- Your goal
Reproduce each line of the following data verbatim, without any alteration.

--- start ---

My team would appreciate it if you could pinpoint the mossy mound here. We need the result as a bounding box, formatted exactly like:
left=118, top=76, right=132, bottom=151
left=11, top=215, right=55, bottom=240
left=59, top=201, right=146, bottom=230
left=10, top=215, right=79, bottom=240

--- end ---

- Exercise answer
My team would appreciate it if you could pinpoint the mossy mound here. We need the result as a bounding box, formatted exactly like:
left=118, top=76, right=132, bottom=151
left=11, top=215, right=55, bottom=240
left=59, top=201, right=146, bottom=230
left=10, top=215, right=79, bottom=240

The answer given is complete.